CONSIGNA 1 ::
Traduce al inglés la siguiente oración de la reseña teatral: «Teatro de Arena cumple así su decimocuarta escenificación, esta vez reinaugurando la Sala Villaurrutia.»
CONSIGNA 2 ::
Redacta lo que sigue de la reseña sobre el montaje de Filoctetes, a partir de su última oración.

++++ FRAGMENTO DEL DOCUMENTO ++++

Se trata de un texto muy difícil en el que los cambios de identidad de los personajes -ejemplificados sobre todo en ese Filoctetes convertido en la diosa de la isla de Lemnos- y la brevedad de las escenas, muchas veces contrapuestas entre sí, dan un cierto ambiente onírico en el que campean multitud de reflexiones acerca de la vida y la muerte. Martín Acosta usa un espejo cóncavo -que nos remite por fuerza a Valle Inclán- como único elemento simbólico de su escenificación, por otra parte muy austera y sencilla, muy al servicio de un texto que en sí mismo alberga muchos símbolos, muchos juegos de apariencia y que sería aún más difícil de decodificar si la dirección escénica se permitiera muchos de los imaginativos recursos a que Acosta nos tiene acostumbrados.
Límpido y sencillo el trazo escénico -cuyo leitmotiv es una roca que supone la aridez del entorno-, se vale de una escenografía muy simple, también diseñada por Martín Acosta, que consiste en un arco que divide el afuera del adentro y algunas sillas, una mesita, una máquina de escribir muy a tono con las referencias del autor a un hotel en el que se supone que existe un médico y al que acuden prostitutas. También acorde con esta intemporalidad es el vestuario de Martín López, con esa capa de Filoctetes que repite la textura del arco y del asiento de las sillas. La iluminación de Matías Gorlero realza todos los lamentos. Por desgracia, el joven Marco Pérez que encarna a Neoptolemo tiene poca proyección en la voz, que contrasta con la muy clara dicción y hermosa tesitura de Roberto Soto, ese Ulises es casi el otro yo de Filoctetes interpretado -quizá con excesiva rapidez en la dirección- por Arturo Reyes. Teatro de Arena cumple así su decimocuarta escenificación, esta vez reinaugurando la Sala Villaurrutia.

++++ EXTRACTO DE DATOS ++++

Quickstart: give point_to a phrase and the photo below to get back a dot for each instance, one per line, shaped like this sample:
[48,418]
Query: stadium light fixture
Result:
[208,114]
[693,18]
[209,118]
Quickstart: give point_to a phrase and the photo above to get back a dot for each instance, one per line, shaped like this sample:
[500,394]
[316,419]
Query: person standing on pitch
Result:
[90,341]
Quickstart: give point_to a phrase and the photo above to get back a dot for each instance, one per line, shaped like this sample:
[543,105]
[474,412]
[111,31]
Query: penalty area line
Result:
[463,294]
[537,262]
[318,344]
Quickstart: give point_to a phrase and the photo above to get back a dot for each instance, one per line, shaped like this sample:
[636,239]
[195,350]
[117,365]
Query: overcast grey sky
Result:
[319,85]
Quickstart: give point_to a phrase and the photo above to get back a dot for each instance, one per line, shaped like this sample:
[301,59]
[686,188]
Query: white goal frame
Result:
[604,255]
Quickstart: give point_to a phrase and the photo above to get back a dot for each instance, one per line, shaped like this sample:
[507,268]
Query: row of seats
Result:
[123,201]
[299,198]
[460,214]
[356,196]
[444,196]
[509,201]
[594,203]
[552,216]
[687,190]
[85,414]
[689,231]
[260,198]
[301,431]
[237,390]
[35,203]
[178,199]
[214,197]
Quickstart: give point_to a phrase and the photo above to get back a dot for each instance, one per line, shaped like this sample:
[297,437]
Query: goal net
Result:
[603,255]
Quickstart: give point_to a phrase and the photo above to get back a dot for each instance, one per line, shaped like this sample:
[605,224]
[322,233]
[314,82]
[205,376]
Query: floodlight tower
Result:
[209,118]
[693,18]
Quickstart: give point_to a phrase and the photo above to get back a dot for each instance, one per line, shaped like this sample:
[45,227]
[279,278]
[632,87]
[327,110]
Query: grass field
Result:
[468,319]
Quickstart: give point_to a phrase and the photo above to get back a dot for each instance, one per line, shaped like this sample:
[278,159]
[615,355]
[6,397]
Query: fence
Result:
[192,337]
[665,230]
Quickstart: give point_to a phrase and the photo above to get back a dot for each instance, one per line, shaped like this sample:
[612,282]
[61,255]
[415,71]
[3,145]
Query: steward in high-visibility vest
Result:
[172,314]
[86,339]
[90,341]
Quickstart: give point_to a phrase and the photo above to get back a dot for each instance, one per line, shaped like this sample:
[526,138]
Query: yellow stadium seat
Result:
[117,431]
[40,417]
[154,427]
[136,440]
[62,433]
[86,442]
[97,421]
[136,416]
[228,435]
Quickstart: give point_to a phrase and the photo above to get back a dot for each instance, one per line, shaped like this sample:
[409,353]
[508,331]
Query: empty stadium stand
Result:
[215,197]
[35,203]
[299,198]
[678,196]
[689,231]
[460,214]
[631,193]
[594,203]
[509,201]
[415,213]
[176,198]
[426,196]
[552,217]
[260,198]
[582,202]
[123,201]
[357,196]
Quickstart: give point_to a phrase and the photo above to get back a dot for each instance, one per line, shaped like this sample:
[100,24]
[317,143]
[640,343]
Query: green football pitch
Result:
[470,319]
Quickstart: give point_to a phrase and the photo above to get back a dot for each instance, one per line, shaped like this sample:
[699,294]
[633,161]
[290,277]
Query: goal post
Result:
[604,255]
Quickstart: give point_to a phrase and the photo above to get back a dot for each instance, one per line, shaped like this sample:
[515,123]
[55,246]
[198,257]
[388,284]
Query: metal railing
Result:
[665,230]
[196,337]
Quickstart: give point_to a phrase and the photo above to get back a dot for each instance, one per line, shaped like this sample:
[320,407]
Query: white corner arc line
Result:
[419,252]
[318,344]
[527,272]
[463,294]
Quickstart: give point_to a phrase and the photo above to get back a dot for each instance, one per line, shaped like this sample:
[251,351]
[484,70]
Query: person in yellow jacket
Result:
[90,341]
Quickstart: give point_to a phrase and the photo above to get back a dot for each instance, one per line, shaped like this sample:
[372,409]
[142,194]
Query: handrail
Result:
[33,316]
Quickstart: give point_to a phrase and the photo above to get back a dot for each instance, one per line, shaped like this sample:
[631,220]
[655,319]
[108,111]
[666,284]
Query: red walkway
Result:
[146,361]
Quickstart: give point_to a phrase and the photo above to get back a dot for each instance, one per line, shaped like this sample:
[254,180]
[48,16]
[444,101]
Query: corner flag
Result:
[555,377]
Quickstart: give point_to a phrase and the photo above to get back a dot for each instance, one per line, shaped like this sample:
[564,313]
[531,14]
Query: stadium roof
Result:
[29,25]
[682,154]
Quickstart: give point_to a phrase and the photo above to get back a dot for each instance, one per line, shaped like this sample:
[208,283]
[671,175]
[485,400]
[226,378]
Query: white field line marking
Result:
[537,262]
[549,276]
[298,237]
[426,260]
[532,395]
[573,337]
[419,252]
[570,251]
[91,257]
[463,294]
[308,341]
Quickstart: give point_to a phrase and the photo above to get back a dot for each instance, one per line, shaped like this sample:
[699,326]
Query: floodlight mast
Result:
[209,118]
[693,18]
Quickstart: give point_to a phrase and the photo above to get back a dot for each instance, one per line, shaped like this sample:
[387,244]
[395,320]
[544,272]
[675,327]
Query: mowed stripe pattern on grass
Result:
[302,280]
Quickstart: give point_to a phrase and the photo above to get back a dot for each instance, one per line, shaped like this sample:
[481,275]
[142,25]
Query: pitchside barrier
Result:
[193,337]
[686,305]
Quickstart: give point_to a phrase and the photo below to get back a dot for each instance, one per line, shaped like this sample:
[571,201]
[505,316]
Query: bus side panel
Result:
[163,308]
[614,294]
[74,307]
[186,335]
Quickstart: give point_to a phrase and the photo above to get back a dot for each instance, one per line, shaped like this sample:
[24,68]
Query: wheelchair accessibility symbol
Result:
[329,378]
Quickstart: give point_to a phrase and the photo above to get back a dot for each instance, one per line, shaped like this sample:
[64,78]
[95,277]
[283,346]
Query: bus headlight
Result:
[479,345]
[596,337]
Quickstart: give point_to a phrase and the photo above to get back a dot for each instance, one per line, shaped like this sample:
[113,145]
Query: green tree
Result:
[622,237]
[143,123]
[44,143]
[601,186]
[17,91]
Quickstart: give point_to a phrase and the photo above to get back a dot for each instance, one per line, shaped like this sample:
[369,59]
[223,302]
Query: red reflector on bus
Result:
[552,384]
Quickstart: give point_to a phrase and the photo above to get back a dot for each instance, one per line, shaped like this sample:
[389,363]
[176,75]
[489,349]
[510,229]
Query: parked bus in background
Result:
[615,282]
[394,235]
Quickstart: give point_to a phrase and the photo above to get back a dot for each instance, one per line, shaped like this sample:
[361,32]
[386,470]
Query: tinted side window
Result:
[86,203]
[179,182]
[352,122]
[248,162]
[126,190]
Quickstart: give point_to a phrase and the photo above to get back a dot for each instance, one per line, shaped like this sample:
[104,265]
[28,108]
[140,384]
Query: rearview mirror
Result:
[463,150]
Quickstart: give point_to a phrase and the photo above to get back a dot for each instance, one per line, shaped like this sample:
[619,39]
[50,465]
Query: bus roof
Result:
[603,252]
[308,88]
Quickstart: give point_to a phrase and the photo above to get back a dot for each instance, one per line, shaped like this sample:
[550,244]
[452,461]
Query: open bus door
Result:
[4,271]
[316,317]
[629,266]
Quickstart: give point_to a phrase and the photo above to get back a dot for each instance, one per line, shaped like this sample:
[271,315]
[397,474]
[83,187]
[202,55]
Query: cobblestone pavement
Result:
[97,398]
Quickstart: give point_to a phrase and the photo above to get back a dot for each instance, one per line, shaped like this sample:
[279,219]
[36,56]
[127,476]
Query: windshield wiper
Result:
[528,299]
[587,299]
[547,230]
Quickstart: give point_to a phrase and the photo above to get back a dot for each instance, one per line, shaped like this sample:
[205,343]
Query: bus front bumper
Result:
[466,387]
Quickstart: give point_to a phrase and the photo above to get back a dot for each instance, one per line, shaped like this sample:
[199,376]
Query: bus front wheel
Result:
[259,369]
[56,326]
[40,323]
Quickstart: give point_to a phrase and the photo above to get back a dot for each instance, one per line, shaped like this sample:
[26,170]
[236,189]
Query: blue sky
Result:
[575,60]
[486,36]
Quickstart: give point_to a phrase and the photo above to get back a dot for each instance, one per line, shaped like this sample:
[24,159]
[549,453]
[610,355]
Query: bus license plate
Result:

++++

RESPUESTA 1 ::
Teatro de Arena thus completes its fourteenth staging, this time reopening the Sala Villaurrutia.

RESPUESTA 2 ::
En otras muertes escénicas y en un lugar tan lejano para mí como es la hospitalaria Torreón adonde fui invitada a develar placa con Raúl Quintanilla, dos de las obras del Retablo de la avaricia, la lujuria y la muerte, de Ramón del Valle Inclán, se escenifican -junto a la fantasmagórica procesión de la Santa Compañía- bajo la dirección de Gerardo Moscoso. Desde su llegada a Icocult Laguna, hace nueve meses, Gerardo se dio a la tarea de formar un grupo de actores hasta ahora amateurs, pero que pueden devenir compañía, lo que sería otro polo teatral en el norte de la República. Y si en Ligazón los dos papeles protagónicos se dieron de última hora a dos actores muy jóvenes e inexpertos -porque hubo que sustituir a los primeramente elegidos, por diversas causas- y no fue un logro completo, en Rosa de papel tanto el director como el grupo lograron una estupenda versión del esperpento. Para mal, la directora del Teatro Garibay, regido por un patronato que lo tiene en comodato del INBA, dificultó mucho la tarea de estos teatristas y hubo que cortar la temporada a pesar de que contaba con buen éxito de público. Es de desear que la labor de Moscoso prospere, sin obstáculos y que el grupo se convierta pronto en una compañía profesional, porque lo merece Gerardo, lo merece el público de Torreón y lo merecen los integrantes de un elenco, que en muchos casos, reveló dotes teatrales y, en todos, una gran disciplina.